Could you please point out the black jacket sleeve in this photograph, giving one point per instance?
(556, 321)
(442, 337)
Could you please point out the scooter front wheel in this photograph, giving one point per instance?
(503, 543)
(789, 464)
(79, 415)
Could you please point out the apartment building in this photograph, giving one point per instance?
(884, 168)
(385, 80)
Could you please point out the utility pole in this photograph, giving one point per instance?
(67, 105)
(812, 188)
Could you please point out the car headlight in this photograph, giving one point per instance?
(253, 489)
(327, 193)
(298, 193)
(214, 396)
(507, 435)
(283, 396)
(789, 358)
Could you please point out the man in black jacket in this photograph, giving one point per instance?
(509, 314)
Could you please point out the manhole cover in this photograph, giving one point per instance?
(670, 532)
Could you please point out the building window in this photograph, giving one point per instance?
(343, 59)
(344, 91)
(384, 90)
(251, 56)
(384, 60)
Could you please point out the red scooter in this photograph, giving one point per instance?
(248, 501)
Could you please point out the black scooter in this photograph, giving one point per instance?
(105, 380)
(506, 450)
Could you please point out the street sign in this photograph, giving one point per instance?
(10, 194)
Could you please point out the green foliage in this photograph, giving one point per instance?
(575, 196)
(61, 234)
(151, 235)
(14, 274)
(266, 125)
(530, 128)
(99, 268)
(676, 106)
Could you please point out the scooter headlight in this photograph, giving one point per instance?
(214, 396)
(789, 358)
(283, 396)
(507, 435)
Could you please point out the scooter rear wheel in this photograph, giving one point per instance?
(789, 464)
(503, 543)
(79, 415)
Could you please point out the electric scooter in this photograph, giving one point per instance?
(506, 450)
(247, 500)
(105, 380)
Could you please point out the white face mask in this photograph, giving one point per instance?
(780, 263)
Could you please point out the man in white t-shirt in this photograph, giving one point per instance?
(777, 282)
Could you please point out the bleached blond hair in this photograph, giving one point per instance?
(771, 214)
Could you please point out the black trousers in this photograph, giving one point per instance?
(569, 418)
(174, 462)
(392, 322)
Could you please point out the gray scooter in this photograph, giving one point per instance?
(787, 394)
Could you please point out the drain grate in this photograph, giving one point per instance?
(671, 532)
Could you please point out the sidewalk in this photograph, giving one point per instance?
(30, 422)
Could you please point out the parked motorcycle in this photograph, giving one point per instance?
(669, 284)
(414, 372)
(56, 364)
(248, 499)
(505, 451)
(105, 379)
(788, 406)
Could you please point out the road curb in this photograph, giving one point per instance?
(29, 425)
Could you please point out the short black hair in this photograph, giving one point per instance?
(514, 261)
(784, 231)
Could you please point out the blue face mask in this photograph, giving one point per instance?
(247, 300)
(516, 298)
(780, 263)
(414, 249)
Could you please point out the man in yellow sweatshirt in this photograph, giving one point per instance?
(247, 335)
━━━━━━━━
[What you should do] The material above should be given again in full, exactly.

[Task answer]
Could you please point out the black jacket sleeve in this photograph, giving one point per instance?
(556, 321)
(442, 337)
Could you please point out the scooter front wheel in this photograph, giving one point per instance?
(503, 543)
(789, 464)
(79, 415)
Could you please point out the apartment building in this photograph, giving one point per instance?
(884, 168)
(385, 80)
Could you please point out the utility pole in this photograph, giving one point per instance?
(67, 105)
(812, 188)
Could you please point out the car headlight in this photograph, giving one point per instance?
(253, 489)
(327, 193)
(298, 193)
(214, 396)
(507, 435)
(283, 396)
(789, 358)
Could you please point out the man in black jacket in this photograph, giving one point per instance?
(509, 314)
Could you please point out the manhole cover in this photograph, giving one point per instance?
(670, 532)
Could you please point out the building window in this photograph, giving one point per instance?
(343, 59)
(344, 91)
(384, 90)
(251, 56)
(384, 60)
Could you please point out the red scooter in this photograph, giving one point per instance?
(248, 501)
Could you please point out the black scooter in this photograph, giving one point per instance?
(105, 380)
(506, 450)
Could you please point out the street sign in this photograph, giving one point per instance?
(10, 194)
Could you please point out the green foliage in this photograph, giving one point per instance?
(575, 196)
(61, 234)
(151, 235)
(14, 274)
(266, 125)
(530, 128)
(99, 268)
(676, 106)
Could you please point out the scooter headlight in this photograph, giving one point per instance?
(214, 396)
(789, 358)
(283, 396)
(507, 435)
Could you please point out the scooter rear wheel in this photograph, giving one point per instance?
(789, 464)
(503, 543)
(79, 415)
Could you please point out the electric scooter in this photograph, giving one point per instance?
(506, 450)
(247, 500)
(105, 380)
Could you please point out the white face mask in this photograph, giving one point per instance?
(780, 263)
Could you please point out the man in white t-shirt in this photograph, giving one point per instance?
(777, 282)
Could you please point out the bleached blond hair in this photograph, giving one point per instance?
(771, 214)
Could you please point out the black trousers in this photograph, giving one point per instance?
(569, 418)
(174, 462)
(392, 322)
Could you please point out the gray scooter in this photograph, giving one point per instance?
(787, 394)
Could you please point out the drain grate in this photograph, giving one point per instance?
(671, 532)
Could you please point out the sidewalk in this photograph, giving one point per instance?
(30, 422)
Could you please point out the parked motorcycle in this photograph, giving one point per instance?
(669, 284)
(414, 372)
(56, 364)
(248, 499)
(505, 451)
(105, 379)
(788, 406)
Could you please point out the road curb in this photograph, giving one point per instance?
(29, 425)
Could you please point out the short black hair in this photograph, giving one point per instance?
(514, 261)
(784, 231)
Could you please point out the blue face mask in this photograph, giving one point per instance?
(247, 300)
(516, 298)
(780, 263)
(414, 249)
Could you please point out the man in yellow sweatshirt in this photograph, giving one point per instance?
(247, 335)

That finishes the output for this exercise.